::: Records shown

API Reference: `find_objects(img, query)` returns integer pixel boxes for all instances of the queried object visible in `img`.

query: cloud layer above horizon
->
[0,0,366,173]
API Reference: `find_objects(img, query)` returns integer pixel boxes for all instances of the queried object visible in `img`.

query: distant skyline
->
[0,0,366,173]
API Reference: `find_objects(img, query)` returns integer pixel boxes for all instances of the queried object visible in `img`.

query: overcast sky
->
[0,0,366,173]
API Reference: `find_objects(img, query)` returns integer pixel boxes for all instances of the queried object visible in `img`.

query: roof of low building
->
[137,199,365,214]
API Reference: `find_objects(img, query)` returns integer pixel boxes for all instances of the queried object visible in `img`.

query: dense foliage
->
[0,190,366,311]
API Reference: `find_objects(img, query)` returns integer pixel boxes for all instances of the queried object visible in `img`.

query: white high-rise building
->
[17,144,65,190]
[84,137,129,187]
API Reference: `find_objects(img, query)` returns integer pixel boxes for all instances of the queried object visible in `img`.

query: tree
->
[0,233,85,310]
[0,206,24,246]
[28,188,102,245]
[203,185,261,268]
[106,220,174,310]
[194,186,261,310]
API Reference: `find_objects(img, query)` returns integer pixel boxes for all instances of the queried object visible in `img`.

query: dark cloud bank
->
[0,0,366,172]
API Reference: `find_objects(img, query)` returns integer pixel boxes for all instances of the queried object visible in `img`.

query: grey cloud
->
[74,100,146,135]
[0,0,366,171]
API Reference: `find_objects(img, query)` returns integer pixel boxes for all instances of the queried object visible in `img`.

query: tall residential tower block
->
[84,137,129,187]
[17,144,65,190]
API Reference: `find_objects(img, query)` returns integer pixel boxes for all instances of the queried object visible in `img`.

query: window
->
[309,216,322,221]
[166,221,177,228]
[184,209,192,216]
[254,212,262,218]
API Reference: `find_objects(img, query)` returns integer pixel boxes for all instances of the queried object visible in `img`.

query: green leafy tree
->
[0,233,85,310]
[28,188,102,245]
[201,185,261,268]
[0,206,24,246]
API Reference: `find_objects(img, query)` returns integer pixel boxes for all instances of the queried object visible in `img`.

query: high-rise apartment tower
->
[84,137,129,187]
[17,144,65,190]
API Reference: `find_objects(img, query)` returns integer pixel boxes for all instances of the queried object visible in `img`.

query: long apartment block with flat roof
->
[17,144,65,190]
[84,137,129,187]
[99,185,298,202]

::::::

Written request:
Could you write out all the items above again, swapping each "tree" for "bush" and leaving everything else unchanged?

Solved problem:
API Reference: `find_objects(img, query)` returns integer pixel boxes for all instances of the queried object visible in `img`.

query: cloud layer above horizon
->
[0,0,366,173]
API Reference: `find_objects(img, query)` returns integer pixel boxes for all instances of the queried object visible in `img`.

query: distant skyline
->
[0,0,366,173]
API Reference: `find_objects(img, query)` returns integer pixel boxes for all instances of the queried object visible in `img`.

query: overcast sky
->
[0,0,366,173]
API Reference: `find_objects(img, query)` returns integer pixel boxes for all instances of the queried object visible in `img`.

query: roof of low building
->
[137,199,365,214]
API Reference: `find_objects(img, query)` returns integer pixel boxes for all instances of the queried object visible in `img`.

query: dense foliage
->
[0,190,366,311]
API Reference: `find_objects(img, query)` returns integer pixel boxes for all instances of the queried object visible in `img`.

query: white high-rise building
->
[17,144,65,190]
[84,137,129,187]
API Reference: `find_objects(img, query)` returns integer pixel boxes for all instances of the queried object visible in `img`.

query: bush
->
[0,233,85,310]
[0,206,24,246]
[28,188,102,245]
[203,185,261,268]
[106,220,174,310]
[194,186,261,310]
API Reference: `find_objects(img, query)` returns integer pixel boxes for all instances of the queried object visible in `img`.

query: dark cloud bank
->
[0,0,366,172]
API Reference: `find_objects(img, query)` returns integer pixel boxes for all instances of the queried object visible in `img`.

query: grey cloud
->
[74,100,146,135]
[0,0,366,171]
API Reference: `find_objects(img, query)` returns integer pixel boxes for all instances of the queried object visible in `img`.

query: tall residential tower block
->
[84,137,129,187]
[17,144,65,190]
API Reference: `find_objects(img, query)` returns integer pixel boxes for all instances of the queried object visible in `img`.

query: window
->
[309,216,322,221]
[166,221,177,228]
[184,209,192,216]
[254,212,262,218]
API Reference: `find_objects(img, query)` returns integer pixel boxes for all instances of the queried object visible in `img`.

query: green leafy bush
->
[0,233,85,310]
[28,188,102,245]
[201,185,261,268]
[0,206,24,246]
API Reference: `find_objects(img, query)` returns integer pixel boxes for all instances of the queried object visible in `img`.

query: high-rise apartment tower
->
[84,137,129,187]
[17,144,65,190]
API Reference: `find_objects(img, query)` returns integer pixel boxes for all instances of the queried object visible in `img`.

query: long apartment block with flat roof
->
[17,144,65,190]
[84,137,129,187]
[99,185,298,202]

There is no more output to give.